Required work ->
Without changing anything, output the records below.

(Dataset entries)
——
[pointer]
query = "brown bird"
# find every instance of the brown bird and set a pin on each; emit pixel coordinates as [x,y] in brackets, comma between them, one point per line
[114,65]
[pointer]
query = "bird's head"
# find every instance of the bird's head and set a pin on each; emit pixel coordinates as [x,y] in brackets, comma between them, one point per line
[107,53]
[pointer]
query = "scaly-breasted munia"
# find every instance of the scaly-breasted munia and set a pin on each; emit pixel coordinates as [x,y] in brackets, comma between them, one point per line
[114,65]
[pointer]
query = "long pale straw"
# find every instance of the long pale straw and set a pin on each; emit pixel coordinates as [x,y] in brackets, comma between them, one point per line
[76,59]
——
Answer for this exercise ->
[pointer]
query = "brown bird"
# find every instance of the brown bird and set a pin on each; emit pixel coordinates as [x,y] in brackets, comma between them, one point per line
[114,65]
[pointer]
query = "bird's head"
# find every instance of the bird's head and set a pin on each; emit pixel coordinates as [x,y] in brackets, comma between them, one point per line
[107,53]
[pointer]
query = "scaly-breasted munia"
# find every instance of the scaly-breasted munia and set a pin on each; emit pixel coordinates as [x,y] in brackets, comma between them, one point per line
[114,65]
[pointer]
query = "long pale straw"
# find every instance of the long pale straw and set a pin on each; emit pixel coordinates as [x,y] in brackets, comma between them, one point per line
[76,59]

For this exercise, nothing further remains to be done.